• _Try it_:
Extract each line of the data that contains the string "clicks", treating uppercase and lowercase letters as distinct.

• _Data for processing_:

□ □ □ □

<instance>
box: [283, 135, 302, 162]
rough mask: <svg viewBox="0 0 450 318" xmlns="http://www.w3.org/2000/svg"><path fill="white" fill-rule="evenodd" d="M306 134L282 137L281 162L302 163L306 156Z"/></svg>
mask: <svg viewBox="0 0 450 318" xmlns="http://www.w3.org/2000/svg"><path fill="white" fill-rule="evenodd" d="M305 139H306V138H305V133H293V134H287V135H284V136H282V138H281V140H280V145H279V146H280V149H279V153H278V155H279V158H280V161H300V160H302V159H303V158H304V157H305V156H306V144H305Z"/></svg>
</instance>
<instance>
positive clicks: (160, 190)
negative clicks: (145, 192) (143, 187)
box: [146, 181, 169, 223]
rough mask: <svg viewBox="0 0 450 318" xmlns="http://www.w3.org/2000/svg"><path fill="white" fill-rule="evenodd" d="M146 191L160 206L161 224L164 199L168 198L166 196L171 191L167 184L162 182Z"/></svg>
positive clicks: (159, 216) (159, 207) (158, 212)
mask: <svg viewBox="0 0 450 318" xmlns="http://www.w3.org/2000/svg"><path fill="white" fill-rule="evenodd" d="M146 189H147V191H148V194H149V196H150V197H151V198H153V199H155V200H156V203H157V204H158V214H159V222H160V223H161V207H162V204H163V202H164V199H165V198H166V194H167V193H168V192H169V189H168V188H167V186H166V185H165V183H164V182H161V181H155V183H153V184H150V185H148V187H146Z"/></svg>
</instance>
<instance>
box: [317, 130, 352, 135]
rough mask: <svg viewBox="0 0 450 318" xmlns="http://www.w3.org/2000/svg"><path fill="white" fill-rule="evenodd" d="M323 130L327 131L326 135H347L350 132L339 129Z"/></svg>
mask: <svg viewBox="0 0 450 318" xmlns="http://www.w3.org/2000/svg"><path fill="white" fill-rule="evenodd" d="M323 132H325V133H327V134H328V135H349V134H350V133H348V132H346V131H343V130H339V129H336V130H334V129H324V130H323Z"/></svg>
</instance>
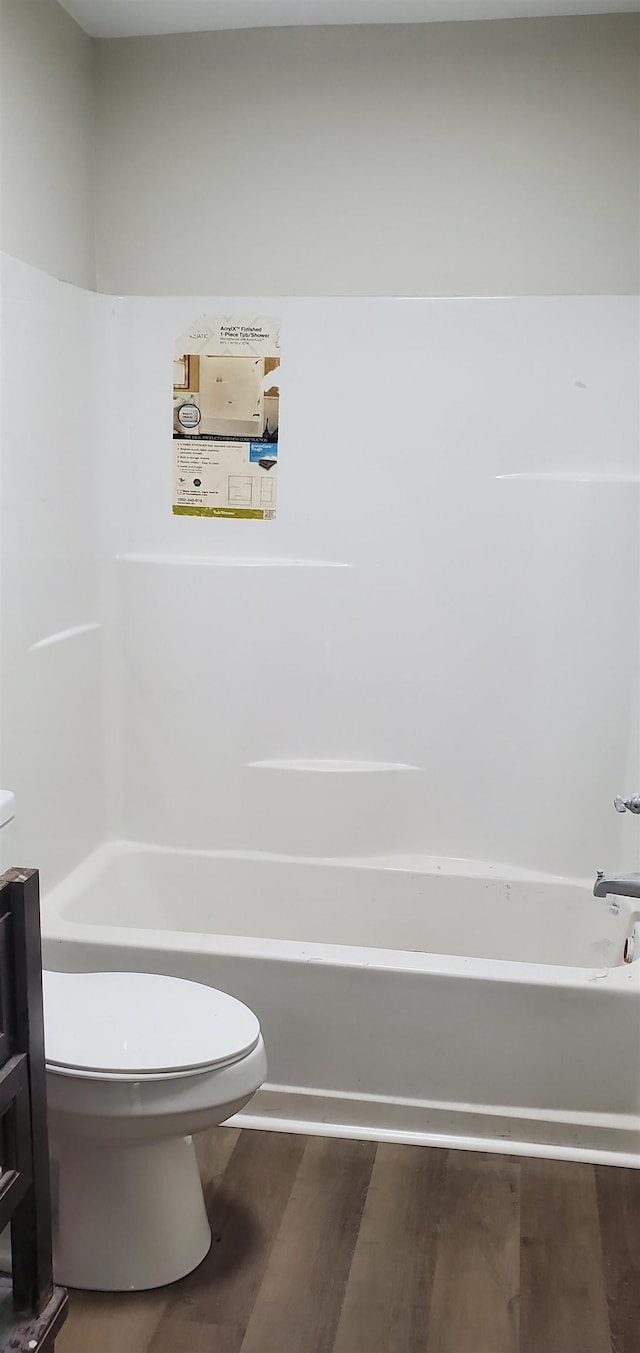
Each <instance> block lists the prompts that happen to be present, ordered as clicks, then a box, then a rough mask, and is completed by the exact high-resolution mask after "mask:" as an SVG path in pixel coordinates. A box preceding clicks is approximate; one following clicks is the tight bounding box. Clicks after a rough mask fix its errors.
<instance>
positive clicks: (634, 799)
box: [594, 794, 640, 897]
mask: <svg viewBox="0 0 640 1353" xmlns="http://www.w3.org/2000/svg"><path fill="white" fill-rule="evenodd" d="M613 806H614V809H616V812H617V813H636V815H640V794H632V797H631V798H622V797H621V796H620V794H616V798H614V800H613ZM609 894H612V896H614V897H640V874H605V873H603V870H601V869H599V870H598V874H597V878H595V884H594V897H608V896H609Z"/></svg>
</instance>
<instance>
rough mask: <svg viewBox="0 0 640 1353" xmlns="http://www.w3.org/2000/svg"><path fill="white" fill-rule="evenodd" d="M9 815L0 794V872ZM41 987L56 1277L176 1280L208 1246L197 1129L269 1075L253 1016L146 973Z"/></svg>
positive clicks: (235, 1007) (9, 821) (84, 1282)
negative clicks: (52, 1205)
mask: <svg viewBox="0 0 640 1353" xmlns="http://www.w3.org/2000/svg"><path fill="white" fill-rule="evenodd" d="M14 815H15V800H14V794H12V793H8V792H4V790H0V873H1V870H4V869H8V867H9V865H11V862H12V861H11V850H12V847H11V840H9V827H11V823H12V820H14ZM42 985H43V997H45V1055H46V1066H47V1107H49V1145H50V1154H51V1181H53V1189H51V1192H53V1231H54V1275H55V1280H57V1281H58V1283H61V1284H62V1285H64V1287H84V1288H92V1289H97V1291H108V1292H114V1291H118V1292H122V1291H139V1289H142V1288H149V1287H162V1285H164V1284H165V1283H173V1281H175V1280H176V1279H179V1277H184V1275H185V1273H189V1272H191V1269H193V1268H195V1266H196V1265H198V1264H200V1261H202V1260H203V1258H204V1256H206V1253H207V1250H208V1247H210V1245H211V1231H210V1226H208V1222H207V1215H206V1211H204V1199H203V1192H202V1183H200V1173H199V1169H198V1162H196V1155H195V1149H193V1142H192V1139H191V1134H192V1132H202V1131H204V1130H206V1128H208V1127H215V1126H216V1124H218V1123H223V1122H225V1120H226V1119H227V1118H230V1116H231V1114H235V1112H237V1111H238V1109H241V1108H242V1105H244V1104H246V1103H248V1100H250V1099H252V1095H254V1093H256V1091H257V1089H258V1088H260V1085H261V1084H262V1081H264V1078H265V1076H267V1055H265V1050H264V1042H262V1035H261V1032H260V1024H258V1022H257V1019H256V1015H253V1012H252V1011H250V1009H248V1007H246V1005H242V1003H241V1001H237V1000H235V999H234V997H233V996H225V993H223V992H216V990H214V989H212V988H211V986H202V985H200V984H199V982H184V981H181V980H179V978H175V977H154V976H150V974H147V973H46V971H45V973H43V974H42ZM0 1266H1V1268H3V1269H4V1270H5V1269H7V1268H9V1266H11V1242H9V1235H8V1229H7V1230H5V1231H4V1233H3V1234H1V1237H0Z"/></svg>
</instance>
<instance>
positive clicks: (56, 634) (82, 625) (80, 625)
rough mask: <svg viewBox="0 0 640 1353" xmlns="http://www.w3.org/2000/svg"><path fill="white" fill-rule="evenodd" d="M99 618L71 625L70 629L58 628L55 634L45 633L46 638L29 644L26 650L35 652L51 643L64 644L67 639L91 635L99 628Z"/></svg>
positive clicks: (100, 626) (77, 637)
mask: <svg viewBox="0 0 640 1353" xmlns="http://www.w3.org/2000/svg"><path fill="white" fill-rule="evenodd" d="M101 628H103V626H101V624H100V621H99V620H92V621H89V622H88V624H87V625H73V628H72V629H58V632H57V633H55V635H47V636H46V639H38V641H37V643H35V644H31V645H30V649H28V652H30V653H37V652H38V651H39V649H41V648H50V647H51V644H64V643H65V641H66V640H68V639H80V636H81V635H91V633H92V632H93V630H95V629H101Z"/></svg>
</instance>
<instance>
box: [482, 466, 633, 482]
mask: <svg viewBox="0 0 640 1353" xmlns="http://www.w3.org/2000/svg"><path fill="white" fill-rule="evenodd" d="M494 479H513V480H516V479H520V480H521V482H524V483H529V484H530V483H536V484H640V475H637V474H636V472H635V471H632V469H629V471H626V469H620V471H606V469H605V471H602V474H599V472H598V471H591V469H568V471H567V472H566V474H563V471H560V469H522V471H518V472H517V474H514V475H494Z"/></svg>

□ □ □ □

• _Answer box_:
positive clicks: (160, 190)
negative clicks: (145, 192) (143, 187)
positive clicks: (159, 216) (159, 207) (158, 212)
Each <instance> block lists the prompts that happen to be present, ordered as clicks, then a box, then a rough mask, and is completed by the exact high-resolution mask after "mask:" as an SVG path in pixel coordinates. A box preceding clicks is approximate; one following clicks is the tight bounding box. Clicks after a rough mask fix its errors.
positive clicks: (634, 799)
positive clicks: (235, 1007) (9, 821) (84, 1282)
negative clicks: (52, 1205)
positive clicks: (56, 634) (82, 625) (80, 625)
positive clicks: (100, 626) (77, 637)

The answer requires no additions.